Object position labeling entries

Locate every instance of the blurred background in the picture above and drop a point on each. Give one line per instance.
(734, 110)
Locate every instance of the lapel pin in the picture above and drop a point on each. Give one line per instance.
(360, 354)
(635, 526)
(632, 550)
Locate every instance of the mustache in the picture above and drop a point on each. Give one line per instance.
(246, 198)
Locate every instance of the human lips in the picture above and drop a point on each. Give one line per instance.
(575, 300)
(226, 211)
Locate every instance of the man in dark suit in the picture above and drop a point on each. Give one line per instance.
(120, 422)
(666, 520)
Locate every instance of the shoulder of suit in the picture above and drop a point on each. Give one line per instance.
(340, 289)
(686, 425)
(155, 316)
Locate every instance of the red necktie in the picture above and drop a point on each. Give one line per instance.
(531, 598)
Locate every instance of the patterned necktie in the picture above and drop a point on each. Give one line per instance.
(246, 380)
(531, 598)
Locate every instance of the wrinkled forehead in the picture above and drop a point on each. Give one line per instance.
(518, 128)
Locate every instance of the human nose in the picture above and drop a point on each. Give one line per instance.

OBJECTIVE — Copy each line exactly, from the line containing "Locate every instance of the man" down to the last line of the material, and no other lines.

RESULT FOR THIS TASK —
Locate every instance of the man in dark suit in the picture above and drop a point on each. Give one line per instance.
(120, 422)
(666, 520)
Locate every instance of the shoulder of suit in the picture above and drop a point on each. Give one line per instance.
(340, 289)
(686, 425)
(155, 316)
Locate every instance of the red necktie in the picture above and drop a point on each. Give one line per instance.
(531, 598)
Locate every instance of the patterned necktie in the picture above and drop a point on each. Give one line per instance.
(246, 380)
(531, 598)
Locate every instance of the wrinkled forehead in the picture above and drop a point on each. Give one line per instance.
(518, 128)
Locate every instance of the human nose in the picture above and drop a point on each. Give one line per instance.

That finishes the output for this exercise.